• Direction 1: In the forum thread about applying to UCLA's film program, list every background item the first poster gives under "Some background on me:".
• Direction 2: Pick up the forum thread about applying to UCLA's film program and keep it going from its last sentence.

• Excerpted text:
____________________
# UCLA Film hopeful :) Insight, please!



## BK (Sep 5, 2011)

Hello all!
I am a student at community college in my last year. I am applying to schools this fall, with UCLA film being my top choice. I plan to also apply to SFSU and CSUN as backups.

I am just wondering if any current UCLA Film students can offer any insight into applying and the program so I can have an idea of what to expect.

Some background on me:

I've maintained 4.0 GPA throughout college (above 4.0 in high school), won two consecutive Best Editing awards in my high school's annual film festivals, did an editorial/social media internship in Burbank over the summer, paid tutor for 3 years at a local junior high school, volunteered at Santa Barbara International Film Festival in early 2011.

I am a strong writer, but I am very nervous about the writing samples and personal statement.

Any advice?

Thanks, guys!

Also, I'm a lady. Does anyone think this will work in my favorite, since I'm somewhat of a minority in the film industry?


----------



## BK (Sep 5, 2011)

*work in my favor. Oops!


----------



## BobDobbs (Sep 7, 2011)

You seem to have the right stuff, for the most part, and if you can put together good samples they will work for you. Ultimately, that's what will get you in - quality on your submissions.
____________________
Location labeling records
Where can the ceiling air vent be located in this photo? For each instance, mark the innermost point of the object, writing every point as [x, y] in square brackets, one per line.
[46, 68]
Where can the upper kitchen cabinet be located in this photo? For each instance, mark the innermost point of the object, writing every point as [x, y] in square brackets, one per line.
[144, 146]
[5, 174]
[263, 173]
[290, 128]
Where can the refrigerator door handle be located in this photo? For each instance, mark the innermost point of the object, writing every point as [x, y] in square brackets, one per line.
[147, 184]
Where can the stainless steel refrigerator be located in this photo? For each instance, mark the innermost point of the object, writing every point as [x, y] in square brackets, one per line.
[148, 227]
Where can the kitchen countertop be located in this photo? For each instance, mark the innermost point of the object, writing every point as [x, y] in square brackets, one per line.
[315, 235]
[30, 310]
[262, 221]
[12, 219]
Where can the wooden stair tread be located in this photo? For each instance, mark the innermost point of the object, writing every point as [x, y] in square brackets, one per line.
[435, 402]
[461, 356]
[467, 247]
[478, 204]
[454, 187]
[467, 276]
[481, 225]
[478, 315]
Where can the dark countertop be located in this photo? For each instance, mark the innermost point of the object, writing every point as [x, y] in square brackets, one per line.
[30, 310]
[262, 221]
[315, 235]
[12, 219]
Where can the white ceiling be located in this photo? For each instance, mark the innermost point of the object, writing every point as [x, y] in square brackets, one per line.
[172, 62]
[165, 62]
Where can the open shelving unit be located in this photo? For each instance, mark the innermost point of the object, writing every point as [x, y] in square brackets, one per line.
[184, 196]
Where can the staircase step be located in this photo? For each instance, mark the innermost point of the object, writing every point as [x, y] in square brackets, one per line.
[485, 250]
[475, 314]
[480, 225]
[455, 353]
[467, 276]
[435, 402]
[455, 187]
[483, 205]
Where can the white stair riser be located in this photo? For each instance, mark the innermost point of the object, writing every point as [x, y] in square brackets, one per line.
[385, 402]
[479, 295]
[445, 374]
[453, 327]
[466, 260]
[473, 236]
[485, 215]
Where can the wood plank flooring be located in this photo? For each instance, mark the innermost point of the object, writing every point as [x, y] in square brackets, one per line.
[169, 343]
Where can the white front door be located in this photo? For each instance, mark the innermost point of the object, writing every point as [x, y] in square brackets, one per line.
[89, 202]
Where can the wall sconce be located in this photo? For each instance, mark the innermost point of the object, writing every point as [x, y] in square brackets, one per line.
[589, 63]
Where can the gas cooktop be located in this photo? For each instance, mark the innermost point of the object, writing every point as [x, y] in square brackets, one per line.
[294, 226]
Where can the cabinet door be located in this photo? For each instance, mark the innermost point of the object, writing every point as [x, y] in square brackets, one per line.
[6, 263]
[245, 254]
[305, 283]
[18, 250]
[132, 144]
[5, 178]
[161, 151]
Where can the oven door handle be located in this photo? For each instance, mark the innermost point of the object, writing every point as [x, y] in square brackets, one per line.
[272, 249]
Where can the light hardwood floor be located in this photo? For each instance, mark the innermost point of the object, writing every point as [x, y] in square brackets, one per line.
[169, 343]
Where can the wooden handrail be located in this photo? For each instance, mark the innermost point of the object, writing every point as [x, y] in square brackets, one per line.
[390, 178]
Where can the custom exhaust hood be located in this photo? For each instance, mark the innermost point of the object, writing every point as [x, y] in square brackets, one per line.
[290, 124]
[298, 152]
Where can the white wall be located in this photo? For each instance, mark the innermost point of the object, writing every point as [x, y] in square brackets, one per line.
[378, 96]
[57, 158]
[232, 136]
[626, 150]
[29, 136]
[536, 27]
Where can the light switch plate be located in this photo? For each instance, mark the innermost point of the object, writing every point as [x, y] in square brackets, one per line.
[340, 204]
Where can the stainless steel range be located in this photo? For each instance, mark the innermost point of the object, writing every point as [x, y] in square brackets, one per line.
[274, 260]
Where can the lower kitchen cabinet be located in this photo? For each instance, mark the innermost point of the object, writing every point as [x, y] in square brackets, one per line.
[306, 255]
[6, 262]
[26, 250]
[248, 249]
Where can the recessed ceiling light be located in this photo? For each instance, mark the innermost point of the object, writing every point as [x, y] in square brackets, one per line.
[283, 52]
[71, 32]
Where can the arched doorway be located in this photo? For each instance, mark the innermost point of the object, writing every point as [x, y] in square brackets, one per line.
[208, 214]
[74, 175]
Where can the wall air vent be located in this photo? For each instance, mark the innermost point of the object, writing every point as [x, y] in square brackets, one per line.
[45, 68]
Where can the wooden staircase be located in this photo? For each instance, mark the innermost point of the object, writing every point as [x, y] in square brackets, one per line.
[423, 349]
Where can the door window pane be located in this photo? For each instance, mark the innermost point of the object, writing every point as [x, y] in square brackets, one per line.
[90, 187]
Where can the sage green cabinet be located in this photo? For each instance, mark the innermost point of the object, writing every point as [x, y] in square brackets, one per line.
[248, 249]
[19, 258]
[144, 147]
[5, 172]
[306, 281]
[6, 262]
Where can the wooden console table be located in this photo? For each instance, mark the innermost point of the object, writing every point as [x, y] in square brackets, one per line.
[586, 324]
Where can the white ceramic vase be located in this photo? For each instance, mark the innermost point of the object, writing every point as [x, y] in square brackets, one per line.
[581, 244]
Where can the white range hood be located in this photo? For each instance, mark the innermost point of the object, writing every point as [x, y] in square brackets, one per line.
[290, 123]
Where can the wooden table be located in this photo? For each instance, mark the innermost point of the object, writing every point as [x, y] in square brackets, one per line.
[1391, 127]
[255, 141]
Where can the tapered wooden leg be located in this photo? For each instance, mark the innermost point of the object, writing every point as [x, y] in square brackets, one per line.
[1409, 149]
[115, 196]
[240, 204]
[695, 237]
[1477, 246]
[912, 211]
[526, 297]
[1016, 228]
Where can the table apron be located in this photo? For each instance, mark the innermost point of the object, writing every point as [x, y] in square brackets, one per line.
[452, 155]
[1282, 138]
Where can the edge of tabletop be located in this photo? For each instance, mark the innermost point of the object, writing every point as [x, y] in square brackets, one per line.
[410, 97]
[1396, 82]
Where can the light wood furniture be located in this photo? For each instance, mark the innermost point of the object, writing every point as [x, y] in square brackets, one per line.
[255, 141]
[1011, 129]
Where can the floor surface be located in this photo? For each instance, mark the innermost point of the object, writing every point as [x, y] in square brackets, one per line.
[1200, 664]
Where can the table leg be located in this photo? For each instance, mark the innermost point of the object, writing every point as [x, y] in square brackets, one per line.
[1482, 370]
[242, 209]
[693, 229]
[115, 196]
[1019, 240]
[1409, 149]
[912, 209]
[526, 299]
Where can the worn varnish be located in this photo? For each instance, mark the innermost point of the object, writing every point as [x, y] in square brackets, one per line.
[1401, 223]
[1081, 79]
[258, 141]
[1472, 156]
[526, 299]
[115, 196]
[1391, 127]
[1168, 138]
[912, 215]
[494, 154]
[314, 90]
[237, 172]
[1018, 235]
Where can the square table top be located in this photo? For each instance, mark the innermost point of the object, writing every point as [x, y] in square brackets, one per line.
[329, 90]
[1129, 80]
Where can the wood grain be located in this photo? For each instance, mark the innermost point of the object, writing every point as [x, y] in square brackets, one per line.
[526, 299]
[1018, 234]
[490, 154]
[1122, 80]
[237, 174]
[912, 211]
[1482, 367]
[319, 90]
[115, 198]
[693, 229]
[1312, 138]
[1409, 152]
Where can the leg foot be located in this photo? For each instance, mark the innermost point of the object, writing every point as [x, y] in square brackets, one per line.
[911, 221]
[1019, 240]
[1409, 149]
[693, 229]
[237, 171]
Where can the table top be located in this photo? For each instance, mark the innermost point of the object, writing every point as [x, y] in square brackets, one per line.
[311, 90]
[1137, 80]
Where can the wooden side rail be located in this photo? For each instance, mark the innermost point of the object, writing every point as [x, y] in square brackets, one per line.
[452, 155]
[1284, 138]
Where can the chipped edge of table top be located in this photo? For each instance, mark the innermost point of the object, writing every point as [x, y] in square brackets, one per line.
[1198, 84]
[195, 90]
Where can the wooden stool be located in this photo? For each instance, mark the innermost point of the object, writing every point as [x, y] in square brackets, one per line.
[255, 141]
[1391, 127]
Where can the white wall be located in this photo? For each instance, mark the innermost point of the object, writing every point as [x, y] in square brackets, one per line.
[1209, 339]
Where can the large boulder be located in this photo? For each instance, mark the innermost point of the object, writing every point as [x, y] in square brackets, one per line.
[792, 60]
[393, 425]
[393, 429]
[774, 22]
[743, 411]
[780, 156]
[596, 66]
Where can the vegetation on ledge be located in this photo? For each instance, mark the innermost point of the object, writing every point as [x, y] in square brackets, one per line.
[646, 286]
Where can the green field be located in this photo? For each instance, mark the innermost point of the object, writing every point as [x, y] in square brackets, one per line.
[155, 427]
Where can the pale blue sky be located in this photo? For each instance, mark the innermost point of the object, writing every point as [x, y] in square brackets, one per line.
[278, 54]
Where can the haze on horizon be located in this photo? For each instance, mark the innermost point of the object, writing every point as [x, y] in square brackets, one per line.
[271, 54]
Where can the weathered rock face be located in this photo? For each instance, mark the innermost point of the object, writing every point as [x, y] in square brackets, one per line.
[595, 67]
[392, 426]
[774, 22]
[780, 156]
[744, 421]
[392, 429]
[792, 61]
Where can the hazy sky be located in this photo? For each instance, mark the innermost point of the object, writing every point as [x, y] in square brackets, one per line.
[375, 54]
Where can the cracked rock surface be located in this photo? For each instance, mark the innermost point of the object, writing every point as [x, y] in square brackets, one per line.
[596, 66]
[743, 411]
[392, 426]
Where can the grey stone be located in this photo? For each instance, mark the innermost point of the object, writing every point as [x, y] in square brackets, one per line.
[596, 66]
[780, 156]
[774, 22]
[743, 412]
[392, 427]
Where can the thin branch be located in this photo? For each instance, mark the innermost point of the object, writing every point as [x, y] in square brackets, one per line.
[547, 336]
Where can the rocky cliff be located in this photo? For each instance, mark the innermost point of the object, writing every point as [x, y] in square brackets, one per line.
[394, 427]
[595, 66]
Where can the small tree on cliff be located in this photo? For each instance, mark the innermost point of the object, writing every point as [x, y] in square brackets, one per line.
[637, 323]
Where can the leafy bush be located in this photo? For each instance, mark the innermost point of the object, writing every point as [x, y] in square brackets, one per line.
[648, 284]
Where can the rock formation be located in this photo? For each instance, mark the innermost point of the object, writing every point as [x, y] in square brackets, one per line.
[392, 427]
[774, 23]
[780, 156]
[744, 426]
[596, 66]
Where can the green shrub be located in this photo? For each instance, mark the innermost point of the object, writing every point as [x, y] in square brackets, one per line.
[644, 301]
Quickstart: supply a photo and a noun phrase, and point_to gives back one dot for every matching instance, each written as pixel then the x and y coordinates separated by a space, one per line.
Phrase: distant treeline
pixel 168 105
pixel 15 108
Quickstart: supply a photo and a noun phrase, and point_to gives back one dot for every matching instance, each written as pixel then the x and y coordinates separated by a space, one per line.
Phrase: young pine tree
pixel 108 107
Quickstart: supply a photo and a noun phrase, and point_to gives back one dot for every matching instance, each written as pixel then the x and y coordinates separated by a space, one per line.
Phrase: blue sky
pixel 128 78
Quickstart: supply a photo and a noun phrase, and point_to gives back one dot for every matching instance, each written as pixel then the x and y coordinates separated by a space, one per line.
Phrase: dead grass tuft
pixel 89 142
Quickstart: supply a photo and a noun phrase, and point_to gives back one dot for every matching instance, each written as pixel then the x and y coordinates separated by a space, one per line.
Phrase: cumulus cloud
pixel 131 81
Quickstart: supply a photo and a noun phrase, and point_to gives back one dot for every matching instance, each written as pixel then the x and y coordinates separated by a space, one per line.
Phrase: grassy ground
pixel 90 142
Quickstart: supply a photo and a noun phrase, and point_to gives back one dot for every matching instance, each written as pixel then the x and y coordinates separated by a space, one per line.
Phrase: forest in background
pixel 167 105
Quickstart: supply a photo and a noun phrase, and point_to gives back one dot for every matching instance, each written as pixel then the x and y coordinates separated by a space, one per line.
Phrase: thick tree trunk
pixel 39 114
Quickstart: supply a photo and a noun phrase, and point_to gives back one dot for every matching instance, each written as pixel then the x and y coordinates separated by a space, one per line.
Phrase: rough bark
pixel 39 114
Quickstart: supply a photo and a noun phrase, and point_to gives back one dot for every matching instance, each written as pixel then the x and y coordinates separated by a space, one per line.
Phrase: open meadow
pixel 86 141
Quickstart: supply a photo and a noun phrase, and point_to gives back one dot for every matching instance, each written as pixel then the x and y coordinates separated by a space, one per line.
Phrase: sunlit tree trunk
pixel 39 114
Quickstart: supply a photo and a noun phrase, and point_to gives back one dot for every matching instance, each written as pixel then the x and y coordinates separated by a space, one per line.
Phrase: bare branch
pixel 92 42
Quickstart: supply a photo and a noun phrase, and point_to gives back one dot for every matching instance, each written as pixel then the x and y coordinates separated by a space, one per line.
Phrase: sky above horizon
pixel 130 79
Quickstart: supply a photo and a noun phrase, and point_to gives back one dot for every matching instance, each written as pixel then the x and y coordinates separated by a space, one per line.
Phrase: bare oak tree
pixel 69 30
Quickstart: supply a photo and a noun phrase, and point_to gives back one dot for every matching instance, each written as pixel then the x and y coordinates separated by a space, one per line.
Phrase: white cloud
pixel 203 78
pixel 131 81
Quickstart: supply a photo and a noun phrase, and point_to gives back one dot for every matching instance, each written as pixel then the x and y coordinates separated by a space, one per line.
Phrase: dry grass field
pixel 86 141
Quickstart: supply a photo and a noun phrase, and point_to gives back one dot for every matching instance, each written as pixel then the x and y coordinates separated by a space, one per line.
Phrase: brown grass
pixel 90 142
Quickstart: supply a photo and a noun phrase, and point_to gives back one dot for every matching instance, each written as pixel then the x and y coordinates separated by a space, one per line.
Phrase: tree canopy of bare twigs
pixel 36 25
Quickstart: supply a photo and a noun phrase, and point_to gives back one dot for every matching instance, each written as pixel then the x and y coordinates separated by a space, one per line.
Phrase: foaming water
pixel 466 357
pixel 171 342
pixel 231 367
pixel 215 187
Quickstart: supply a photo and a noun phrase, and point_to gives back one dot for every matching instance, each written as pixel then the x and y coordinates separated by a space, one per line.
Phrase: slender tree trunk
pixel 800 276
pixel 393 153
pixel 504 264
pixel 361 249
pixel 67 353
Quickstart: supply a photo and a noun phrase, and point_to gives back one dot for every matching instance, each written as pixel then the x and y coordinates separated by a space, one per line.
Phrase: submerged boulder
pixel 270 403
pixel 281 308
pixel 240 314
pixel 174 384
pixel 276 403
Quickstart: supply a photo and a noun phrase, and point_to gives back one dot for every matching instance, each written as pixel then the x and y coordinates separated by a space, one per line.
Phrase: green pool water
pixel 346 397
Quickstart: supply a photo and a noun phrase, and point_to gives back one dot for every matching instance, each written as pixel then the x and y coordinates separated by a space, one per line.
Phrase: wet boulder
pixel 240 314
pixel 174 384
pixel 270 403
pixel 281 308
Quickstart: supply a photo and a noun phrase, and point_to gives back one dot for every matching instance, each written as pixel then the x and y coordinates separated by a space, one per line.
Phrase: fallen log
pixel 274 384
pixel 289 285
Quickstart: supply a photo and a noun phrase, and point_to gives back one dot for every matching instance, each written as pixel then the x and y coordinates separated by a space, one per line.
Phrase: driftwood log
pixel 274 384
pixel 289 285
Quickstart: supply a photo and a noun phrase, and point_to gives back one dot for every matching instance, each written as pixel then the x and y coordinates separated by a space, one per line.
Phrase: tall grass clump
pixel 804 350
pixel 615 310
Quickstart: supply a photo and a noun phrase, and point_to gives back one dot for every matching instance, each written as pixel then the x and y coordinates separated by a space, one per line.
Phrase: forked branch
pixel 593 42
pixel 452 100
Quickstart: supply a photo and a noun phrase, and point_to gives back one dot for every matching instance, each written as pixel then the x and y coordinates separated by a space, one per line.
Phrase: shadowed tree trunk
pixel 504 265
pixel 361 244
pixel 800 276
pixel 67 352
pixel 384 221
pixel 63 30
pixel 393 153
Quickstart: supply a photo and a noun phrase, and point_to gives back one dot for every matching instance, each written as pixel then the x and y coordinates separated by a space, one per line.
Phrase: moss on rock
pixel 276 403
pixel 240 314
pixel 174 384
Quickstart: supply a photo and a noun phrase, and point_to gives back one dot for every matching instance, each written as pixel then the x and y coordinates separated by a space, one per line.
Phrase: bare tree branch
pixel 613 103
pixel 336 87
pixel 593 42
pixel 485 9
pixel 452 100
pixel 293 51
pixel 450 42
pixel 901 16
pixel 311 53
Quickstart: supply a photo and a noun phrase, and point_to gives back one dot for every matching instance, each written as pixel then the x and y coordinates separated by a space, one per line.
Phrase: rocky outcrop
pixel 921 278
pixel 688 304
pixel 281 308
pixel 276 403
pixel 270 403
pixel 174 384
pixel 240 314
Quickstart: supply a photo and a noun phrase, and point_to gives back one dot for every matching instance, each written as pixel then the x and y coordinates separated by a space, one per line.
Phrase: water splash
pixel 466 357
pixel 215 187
____________________
• Task answer 1:
- A 4.0 GPA maintained throughout college (above 4.0 in high school)
- Two consecutive Best Editing awards at the high school's annual film festivals
- An editorial/social media internship in Burbank over the summer
- Three years as a paid tutor at a local junior high school
- Volunteering at the Santa Barbara International Film Festival in early 2011

• Task answer 2:
Being female won't hurt you in the slightest. I'm in UCLA film and most of my classmates are female.

Hope to see you next year.


----------



## BK (Sep 7, 2011)

Thanks for the insight, BobDobbs! Hope to see you next year as well


----------



## Cliff mann (Oct 2, 2011)

Hi. I am also a student at community college in bay area, and applying to UCLA for 2012 fall, i am the only one applying film school in my college, so i am desperately want to talk to someone is going through the same thing. My consoler show me that the TFT school only accept 15 people per year (3% application rate), is it true?

My GPA is only 3.8, but a consoler from UCLA told me the grade is not important and they weight mostly on the writing samples and personal statement. 

I want to hear some other opinion or information.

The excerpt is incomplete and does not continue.